> [SHORT TASK 1] Rewrite the paragraph of the Toan v. Pline opinion that begins "The lease, on its face" as a bulleted list that keeps its main facts.
> [SHORT TASK 2] Write out word for word the passage of the Toan v. Pline opinion between "Plaintiff sued defendants" and "in another tenant.", inclusive.

> [DOCUMENT]

+++

Toan v. Pline

60 Mich. 385 | Mich. | 1886

Campbell, C. J.

Plaintiff sued defendants for one year’s rent, according to an instrument of lease made by James H. Hose, dated March 17, 1883, whereby he leased to Nicholas Pline, the other Nicholas signing as surety, the premises in question, for two years from the ensuing September 1st, at an annual rent of $175, which, by the terms of the lease, was made payable to plaintiff. Defendants, as plaintiff offered to show, went into possession, and so continued when suit was brought soon after default. Plaintiff offered to show that she was owner, and all the preliminary arrangements were made with her, and Pose signed as her agent, and it was so understood; that, while the year was running, defendants applied to plaintiff to accept a surrender, and put in another tenant.

The circuit court of Ionia county held the lease void for want of written authority in the agent, and directed a verdict for defendants. Plaintiff brings error.

We think this ruling was wrong on two grounds.

The lease, on its face, purports to be made by Pose; and if testimony is not allowed to dispute his being principal, the action lies by Mrs. Toan, as payee under the lease, to whom, and to whom alone, all the money was to be paid, and defendants directly and expressly promised to pay it to her. She, being the only person entitled, could sue in her own name without an assignment, and defendants, having enjoyed the property under the lease for a full year, cannot escape their promise to pay her : Hopkins Manuf'g Co. v. Aurora F. & M. Ins. Co., 48 Mich. 148.

+++

> [EXCERPTED DATA]

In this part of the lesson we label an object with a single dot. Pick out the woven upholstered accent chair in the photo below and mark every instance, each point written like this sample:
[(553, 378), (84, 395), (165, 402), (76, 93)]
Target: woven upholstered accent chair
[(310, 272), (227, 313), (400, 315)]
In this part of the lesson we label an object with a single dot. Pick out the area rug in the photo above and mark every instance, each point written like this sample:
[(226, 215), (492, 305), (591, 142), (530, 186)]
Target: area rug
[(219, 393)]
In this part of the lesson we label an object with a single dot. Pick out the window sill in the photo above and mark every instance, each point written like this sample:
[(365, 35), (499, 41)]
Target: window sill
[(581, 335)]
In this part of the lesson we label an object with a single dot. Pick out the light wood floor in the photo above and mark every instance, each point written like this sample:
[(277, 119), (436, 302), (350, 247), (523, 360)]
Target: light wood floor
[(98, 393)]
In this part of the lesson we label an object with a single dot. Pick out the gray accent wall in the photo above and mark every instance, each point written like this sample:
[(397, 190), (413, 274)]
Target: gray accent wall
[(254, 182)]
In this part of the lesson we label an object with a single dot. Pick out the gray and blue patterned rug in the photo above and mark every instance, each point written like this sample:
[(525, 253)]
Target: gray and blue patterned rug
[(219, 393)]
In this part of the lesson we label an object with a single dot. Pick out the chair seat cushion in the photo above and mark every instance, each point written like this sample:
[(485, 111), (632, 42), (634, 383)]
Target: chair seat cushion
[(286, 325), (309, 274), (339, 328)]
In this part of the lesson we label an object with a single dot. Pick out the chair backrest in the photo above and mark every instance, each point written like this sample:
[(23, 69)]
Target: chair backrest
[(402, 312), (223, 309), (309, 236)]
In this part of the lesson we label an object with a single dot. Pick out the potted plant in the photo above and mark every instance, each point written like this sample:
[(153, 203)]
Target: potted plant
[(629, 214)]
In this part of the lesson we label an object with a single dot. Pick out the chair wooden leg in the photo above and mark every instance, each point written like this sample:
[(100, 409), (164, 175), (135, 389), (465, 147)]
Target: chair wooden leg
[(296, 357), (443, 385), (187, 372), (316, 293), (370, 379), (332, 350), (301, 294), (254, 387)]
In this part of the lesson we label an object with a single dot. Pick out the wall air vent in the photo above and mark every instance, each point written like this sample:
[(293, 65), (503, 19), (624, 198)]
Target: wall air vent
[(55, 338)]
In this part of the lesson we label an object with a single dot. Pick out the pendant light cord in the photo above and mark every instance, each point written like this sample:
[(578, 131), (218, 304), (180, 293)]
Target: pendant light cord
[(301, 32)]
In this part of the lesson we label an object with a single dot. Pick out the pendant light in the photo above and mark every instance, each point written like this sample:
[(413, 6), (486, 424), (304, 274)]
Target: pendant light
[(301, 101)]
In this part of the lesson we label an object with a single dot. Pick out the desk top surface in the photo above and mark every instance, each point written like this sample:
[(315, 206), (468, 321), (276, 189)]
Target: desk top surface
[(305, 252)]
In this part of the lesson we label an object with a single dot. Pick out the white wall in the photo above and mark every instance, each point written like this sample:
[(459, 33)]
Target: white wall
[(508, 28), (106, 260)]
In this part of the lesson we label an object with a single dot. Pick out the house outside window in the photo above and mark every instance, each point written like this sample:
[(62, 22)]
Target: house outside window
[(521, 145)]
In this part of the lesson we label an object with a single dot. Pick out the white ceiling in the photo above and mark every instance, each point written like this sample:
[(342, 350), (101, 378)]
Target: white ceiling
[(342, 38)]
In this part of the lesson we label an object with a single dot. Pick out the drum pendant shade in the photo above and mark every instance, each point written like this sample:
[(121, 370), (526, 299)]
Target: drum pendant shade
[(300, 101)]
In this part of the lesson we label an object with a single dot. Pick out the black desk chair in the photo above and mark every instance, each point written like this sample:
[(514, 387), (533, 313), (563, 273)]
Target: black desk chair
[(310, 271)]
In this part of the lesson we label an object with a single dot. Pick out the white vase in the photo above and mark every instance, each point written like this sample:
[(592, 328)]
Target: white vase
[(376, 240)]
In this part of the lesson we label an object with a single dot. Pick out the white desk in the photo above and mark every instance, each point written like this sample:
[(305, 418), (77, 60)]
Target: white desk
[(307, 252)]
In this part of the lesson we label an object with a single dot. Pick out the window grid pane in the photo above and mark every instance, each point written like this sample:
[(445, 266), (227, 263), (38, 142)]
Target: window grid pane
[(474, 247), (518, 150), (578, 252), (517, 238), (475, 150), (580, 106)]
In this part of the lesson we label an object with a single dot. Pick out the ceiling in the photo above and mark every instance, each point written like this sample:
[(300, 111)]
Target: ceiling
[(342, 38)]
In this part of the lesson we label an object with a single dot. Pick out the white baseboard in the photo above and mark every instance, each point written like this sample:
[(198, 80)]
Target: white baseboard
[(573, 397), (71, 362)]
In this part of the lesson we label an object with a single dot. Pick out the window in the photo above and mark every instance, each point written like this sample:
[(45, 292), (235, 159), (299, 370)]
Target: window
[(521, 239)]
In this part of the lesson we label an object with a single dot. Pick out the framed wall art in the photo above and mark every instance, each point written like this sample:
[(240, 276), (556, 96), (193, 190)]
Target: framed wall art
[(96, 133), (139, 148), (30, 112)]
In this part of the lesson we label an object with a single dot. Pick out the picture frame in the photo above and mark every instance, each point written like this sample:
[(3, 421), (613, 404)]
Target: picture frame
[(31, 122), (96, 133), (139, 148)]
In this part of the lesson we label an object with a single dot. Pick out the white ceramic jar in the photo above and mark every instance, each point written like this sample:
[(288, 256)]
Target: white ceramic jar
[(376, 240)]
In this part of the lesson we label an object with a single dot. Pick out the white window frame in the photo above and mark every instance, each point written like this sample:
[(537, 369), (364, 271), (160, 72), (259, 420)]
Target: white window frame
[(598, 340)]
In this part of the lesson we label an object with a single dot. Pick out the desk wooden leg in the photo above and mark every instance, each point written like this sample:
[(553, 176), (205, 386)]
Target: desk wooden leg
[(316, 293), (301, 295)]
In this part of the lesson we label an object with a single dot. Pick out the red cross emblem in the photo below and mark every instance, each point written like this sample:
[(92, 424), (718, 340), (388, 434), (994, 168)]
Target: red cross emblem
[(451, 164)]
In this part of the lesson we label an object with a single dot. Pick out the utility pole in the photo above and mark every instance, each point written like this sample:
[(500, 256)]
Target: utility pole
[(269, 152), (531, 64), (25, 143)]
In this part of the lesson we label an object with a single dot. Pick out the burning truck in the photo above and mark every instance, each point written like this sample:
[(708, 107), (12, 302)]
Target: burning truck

+++

> [EXPECTED OUTPUT 1]
- On its face, the lease claims to be made by Pose.
- Even if testimony may not dispute that Pose was the principal, Mrs. Toan can bring the action as payee under the lease.
- All the money was to be paid to her alone, and the defendants directly and expressly promised to pay it to her.
- As the only person entitled, she could sue in her own name without an assignment.
- Having enjoyed the property under the lease for a full year, the defendants cannot escape their promise to pay her (Hopkins Manuf'g Co. v. Aurora F. & M. Ins. Co., 48 Mich. 148).

> [EXPECTED OUTPUT 2]
Plaintiff sued defendants for one year’s rent, according to an instrument of lease made by James H. Hose, dated March 17, 1883, whereby he leased to Nicholas Pline, the other Nicholas signing as surety, the premises in question, for two years from the ensuing September 1st, at an annual rent of $175, which, by the terms of the lease, was made payable to plaintiff. Defendants, as plaintiff offered to show, went into possession, and so continued when suit was brought soon after default. Plaintiff offered to show that she was owner, and all the preliminary arrangements were made with her, and Pose signed as her agent, and it was so understood; that, while the year was running, defendants applied to plaintiff to accept a surrender, and put in another tenant.